INSTRUCTION => Reproduce the material below word for word, from beginning to end, but omit the pictures.

Stored dataset items
────────────────

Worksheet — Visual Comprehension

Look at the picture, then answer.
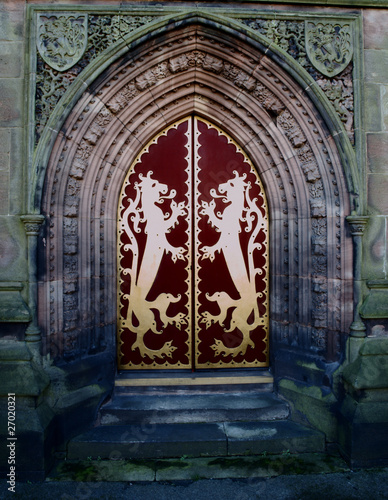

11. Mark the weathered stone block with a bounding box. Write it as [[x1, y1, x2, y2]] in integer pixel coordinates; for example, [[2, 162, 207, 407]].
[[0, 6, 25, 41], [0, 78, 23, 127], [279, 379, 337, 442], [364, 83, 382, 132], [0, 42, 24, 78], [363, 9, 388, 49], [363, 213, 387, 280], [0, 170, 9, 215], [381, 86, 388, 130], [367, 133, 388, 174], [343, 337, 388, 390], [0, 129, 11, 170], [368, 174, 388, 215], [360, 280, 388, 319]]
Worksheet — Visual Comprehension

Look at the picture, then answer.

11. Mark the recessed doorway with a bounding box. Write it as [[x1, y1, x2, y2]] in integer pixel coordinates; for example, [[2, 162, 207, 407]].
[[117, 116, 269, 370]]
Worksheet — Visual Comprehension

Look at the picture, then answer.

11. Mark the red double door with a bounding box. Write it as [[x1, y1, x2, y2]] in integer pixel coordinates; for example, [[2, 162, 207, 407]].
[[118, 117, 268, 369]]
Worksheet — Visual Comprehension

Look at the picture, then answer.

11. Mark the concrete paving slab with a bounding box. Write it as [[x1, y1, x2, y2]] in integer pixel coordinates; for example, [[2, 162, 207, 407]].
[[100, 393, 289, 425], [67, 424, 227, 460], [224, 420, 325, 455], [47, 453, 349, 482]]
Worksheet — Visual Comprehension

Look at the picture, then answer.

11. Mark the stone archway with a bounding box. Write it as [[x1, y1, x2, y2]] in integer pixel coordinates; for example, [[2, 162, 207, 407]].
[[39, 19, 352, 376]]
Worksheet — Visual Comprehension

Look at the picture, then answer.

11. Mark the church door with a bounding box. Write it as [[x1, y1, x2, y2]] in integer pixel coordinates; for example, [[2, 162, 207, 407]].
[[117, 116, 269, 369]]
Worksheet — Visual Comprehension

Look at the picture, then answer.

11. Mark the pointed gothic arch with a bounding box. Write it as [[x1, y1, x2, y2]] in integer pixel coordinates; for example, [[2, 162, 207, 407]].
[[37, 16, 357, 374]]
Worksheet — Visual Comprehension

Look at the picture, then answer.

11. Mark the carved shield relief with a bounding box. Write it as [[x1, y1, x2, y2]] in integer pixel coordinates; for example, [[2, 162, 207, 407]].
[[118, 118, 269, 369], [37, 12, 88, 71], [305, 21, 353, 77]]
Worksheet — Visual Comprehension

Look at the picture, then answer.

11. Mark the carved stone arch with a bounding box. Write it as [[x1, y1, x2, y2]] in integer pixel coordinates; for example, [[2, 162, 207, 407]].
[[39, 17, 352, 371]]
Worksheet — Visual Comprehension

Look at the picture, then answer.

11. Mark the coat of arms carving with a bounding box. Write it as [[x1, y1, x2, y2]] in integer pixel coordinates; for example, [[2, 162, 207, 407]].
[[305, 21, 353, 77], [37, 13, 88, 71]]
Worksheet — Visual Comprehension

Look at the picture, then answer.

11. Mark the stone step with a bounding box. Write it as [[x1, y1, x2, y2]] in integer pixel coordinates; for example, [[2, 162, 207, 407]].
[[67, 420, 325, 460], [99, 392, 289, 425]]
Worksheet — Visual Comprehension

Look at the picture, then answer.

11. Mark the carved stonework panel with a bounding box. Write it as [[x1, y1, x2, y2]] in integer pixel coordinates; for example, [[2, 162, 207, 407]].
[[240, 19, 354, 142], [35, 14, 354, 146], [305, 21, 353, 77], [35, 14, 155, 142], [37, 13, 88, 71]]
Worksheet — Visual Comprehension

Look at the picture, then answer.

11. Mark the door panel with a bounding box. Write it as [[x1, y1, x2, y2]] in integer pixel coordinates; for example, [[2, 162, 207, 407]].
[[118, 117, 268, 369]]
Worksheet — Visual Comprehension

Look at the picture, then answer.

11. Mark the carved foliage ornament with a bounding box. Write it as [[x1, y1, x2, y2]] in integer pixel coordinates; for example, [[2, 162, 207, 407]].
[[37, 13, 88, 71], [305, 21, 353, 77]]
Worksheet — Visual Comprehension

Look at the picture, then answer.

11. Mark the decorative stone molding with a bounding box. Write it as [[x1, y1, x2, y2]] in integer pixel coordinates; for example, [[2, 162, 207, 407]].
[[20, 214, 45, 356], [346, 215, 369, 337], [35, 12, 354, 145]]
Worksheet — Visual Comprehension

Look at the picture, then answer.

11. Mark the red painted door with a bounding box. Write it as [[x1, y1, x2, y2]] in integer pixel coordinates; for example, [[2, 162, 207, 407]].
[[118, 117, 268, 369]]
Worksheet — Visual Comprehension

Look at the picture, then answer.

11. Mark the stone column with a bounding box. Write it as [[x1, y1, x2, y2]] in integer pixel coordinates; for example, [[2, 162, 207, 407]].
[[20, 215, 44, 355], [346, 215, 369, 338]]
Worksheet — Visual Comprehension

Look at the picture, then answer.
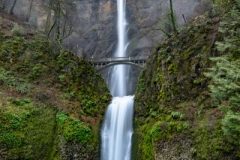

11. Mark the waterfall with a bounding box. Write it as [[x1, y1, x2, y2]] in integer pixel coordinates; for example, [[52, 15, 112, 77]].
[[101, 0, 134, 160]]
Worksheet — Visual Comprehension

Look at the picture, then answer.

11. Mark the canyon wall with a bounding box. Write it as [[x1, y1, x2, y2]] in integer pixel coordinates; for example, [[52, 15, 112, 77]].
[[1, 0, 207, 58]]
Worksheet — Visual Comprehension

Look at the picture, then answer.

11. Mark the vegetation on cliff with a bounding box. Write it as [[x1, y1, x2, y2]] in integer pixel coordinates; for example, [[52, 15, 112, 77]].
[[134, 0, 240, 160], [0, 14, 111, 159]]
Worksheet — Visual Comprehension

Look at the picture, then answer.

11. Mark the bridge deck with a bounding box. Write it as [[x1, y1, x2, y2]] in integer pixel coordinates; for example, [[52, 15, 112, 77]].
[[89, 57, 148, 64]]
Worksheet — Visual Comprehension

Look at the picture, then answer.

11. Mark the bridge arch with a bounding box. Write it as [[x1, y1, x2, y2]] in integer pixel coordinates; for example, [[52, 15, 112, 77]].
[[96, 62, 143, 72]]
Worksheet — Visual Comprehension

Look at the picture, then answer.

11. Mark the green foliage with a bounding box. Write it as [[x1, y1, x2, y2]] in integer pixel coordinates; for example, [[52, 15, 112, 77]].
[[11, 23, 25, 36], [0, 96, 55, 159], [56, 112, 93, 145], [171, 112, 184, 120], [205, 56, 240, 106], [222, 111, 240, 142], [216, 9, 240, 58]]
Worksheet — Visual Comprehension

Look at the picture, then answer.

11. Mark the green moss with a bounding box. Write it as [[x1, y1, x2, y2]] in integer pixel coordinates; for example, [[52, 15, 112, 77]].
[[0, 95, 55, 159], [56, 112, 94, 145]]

────────────────

EXPECTED ANSWER =>
Worksheet — Visual Comprehension

Look at the picture, then answer.

11. Mark the weathered stone block with a bounding box. Write it as [[x1, y1, x2, y2]] in integer pixel coordinates; for example, [[2, 162, 207, 407]].
[[0, 6, 25, 41], [0, 78, 23, 127], [279, 379, 337, 442], [364, 83, 382, 132], [0, 42, 24, 78], [363, 9, 388, 49], [363, 213, 387, 280], [0, 170, 9, 215], [381, 86, 388, 130], [367, 133, 388, 174], [343, 337, 388, 390], [0, 129, 11, 170], [368, 174, 388, 215], [360, 280, 388, 319]]
Worksheet — Visual Comprehension

Look at the picture, then answer.

11. Mark the recessed doorway with a bounding box. Write it as [[x1, y1, x2, y2]] in integer pixel coordinates; for example, [[2, 162, 207, 407]].
[[117, 116, 269, 370]]
Worksheet — Visual Comprehension

Look at the picture, then answer.

11. Mark the red double door with a bounding box. Write it as [[x1, y1, x2, y2]] in integer pixel coordinates; for example, [[2, 162, 207, 407]].
[[118, 117, 268, 369]]
Worksheet — Visual Comprehension

Look at the picture, then answer.

11. Mark the concrete paving slab with a bounding box. Write it as [[x1, y1, x2, y2]] in integer pixel coordinates; for example, [[2, 162, 207, 407]].
[[100, 393, 289, 425], [67, 424, 227, 460], [224, 420, 325, 455], [47, 453, 349, 482]]
Worksheet — Visual Comprehension

Look at the picture, then answer.

11. Mark the stone archway with a bounding box. Write it as [[x1, y1, x2, y2]] in integer pixel coordinates; for example, [[2, 162, 207, 407]].
[[39, 19, 352, 376]]
Worksheet — Visual Comprehension

Look at the picture, then answer.

11. Mark the church door with a bounding box. Write it as [[x1, y1, x2, y2]] in integer pixel coordinates; for example, [[2, 162, 207, 407]].
[[117, 116, 269, 369]]
Worksheet — Visual Comprehension

Look at the picture, then answer.

11. Mark the pointed gothic arch with a bounding box. Write it as [[x1, y1, x2, y2]] in integer pixel coordinates; for example, [[2, 162, 207, 407]].
[[37, 16, 357, 374]]
Worksheet — Visual Comprehension

Look at the picture, then answer.

11. Mark the carved shield relief with a bounding box. Write it as [[x1, y1, x2, y2]] in integer pixel coordinates; for example, [[2, 162, 207, 407]].
[[118, 118, 269, 369], [37, 12, 88, 71], [305, 21, 353, 77]]
Worksheet — Visual Comprehension

Look at the picture, then answer.

11. Mark the carved stone arch with a bounding box. Write it as [[x1, y1, x2, y2]] in integer pixel coordinates; for example, [[2, 162, 207, 407]].
[[39, 17, 352, 371]]
Worksheet — Visual Comprehension

Look at the picture, then answer.

11. Mark the coat of arms carving with a bounding box. Write it as [[x1, y1, x2, y2]] in integer pixel coordinates; for example, [[2, 162, 207, 407]].
[[305, 21, 353, 77], [37, 13, 88, 71]]
Worksheet — Visual Comprehension

Look at the picture, then answer.

11. Mark the stone step with a bounding box. Write it as [[x1, y1, x2, y2]] in integer pixel coordinates; for example, [[2, 162, 207, 407]].
[[67, 420, 325, 460], [99, 392, 289, 425]]
Worksheet — Visual Comprehension

Look at the picture, then answer.

11. Mark the carved stonework panel with a bounding box. Write it as [[x1, y1, x2, y2]] in integer pixel coordinates; for example, [[2, 162, 207, 407]].
[[240, 19, 354, 142], [35, 14, 354, 146], [305, 21, 353, 77], [35, 14, 155, 142], [37, 13, 88, 71]]
Worksheet — Visual Comprehension

Look at the picture, then answer.

11. Mark the door panel with a bounding box. Write it as [[x1, y1, x2, y2]] in integer pixel coordinates; for example, [[2, 162, 207, 407]].
[[118, 117, 268, 369]]
Worksheet — Visual Comprehension

Look at the picture, then answer.

11. Mark the carved foliage ornament with a bounding box. Write it as [[x1, y1, x2, y2]] in integer pixel coordinates; for example, [[2, 162, 207, 407]].
[[37, 13, 88, 71], [305, 21, 353, 77]]
Worksheet — Visual Comprehension

Look at the picture, then answer.

11. Mark the decorative stone molding with a bounding box. Write it as [[x1, y1, x2, y2]] in integer pixel coordinates; for example, [[2, 162, 207, 407]].
[[20, 214, 45, 356], [346, 215, 369, 337], [35, 12, 354, 145]]
Worksheet — Visual Comprehension

Look at the picture, then answer.

11. Mark the red painted door with a bounding box. Write it as [[x1, y1, x2, y2]] in integer pixel coordinates; for example, [[2, 162, 207, 407]].
[[118, 117, 268, 369]]
Worksheet — Visual Comprehension

Look at the picture, then answer.

11. Mark the stone column with a bounding box. Write it as [[x1, y1, x2, y2]] in integer pixel coordinates; for example, [[2, 162, 207, 407]].
[[20, 215, 44, 355], [346, 215, 369, 338]]
Worksheet — Visual Comprehension

Look at the picture, then answer.

11. Mark the waterfall with a bounding box. Write it as [[x1, y1, x2, y2]] in integer pixel coordinates; for example, [[52, 15, 112, 77]].
[[101, 0, 134, 160]]
Worksheet — Visual Comprehension

Look at the picture, then answer.

11. Mark the canyon wall with a bounding box. Write it as [[x1, y1, x2, y2]] in integer pixel coordinates; for example, [[52, 15, 112, 77]].
[[1, 0, 207, 58]]
Worksheet — Visual Comprehension

Look at the picture, then answer.

11. Mark the vegetation on cliff with a bounding box. Write it as [[x1, y1, x2, y2]] in integer pixel coordinates; for example, [[52, 15, 112, 77]].
[[134, 0, 240, 160], [0, 14, 111, 159]]
Worksheet — Visual Comprehension

Look at the picture, then answer.

11. Mark the bridge deck with a bounding box. Write it as [[x1, y1, x2, y2]] in integer pixel coordinates; for example, [[52, 15, 112, 77]].
[[89, 57, 148, 64]]
Worksheet — Visual Comprehension

Look at the picture, then answer.

11. Mark the bridge arch with a bounding box. Write it as [[x1, y1, x2, y2]] in integer pixel coordinates; for example, [[52, 15, 112, 77]].
[[96, 62, 143, 72]]
Worksheet — Visual Comprehension

Look at the picture, then answer.

11. Mark the green foliage with a bounding box. Write it as [[x1, y1, x2, y2]] in integer pixel coordinates; for example, [[52, 15, 112, 77]].
[[11, 23, 25, 36], [0, 96, 55, 159], [56, 112, 93, 145], [171, 112, 184, 120], [205, 56, 240, 106], [222, 111, 240, 142], [216, 9, 240, 58]]
Worksheet — Visual Comprehension

Look at the picture, then answer.

11. Mark the green moss with a bounding box. Write it as [[x1, y1, x2, y2]] in integer pixel coordinates; for example, [[52, 15, 112, 77]].
[[0, 95, 55, 159], [56, 112, 94, 145]]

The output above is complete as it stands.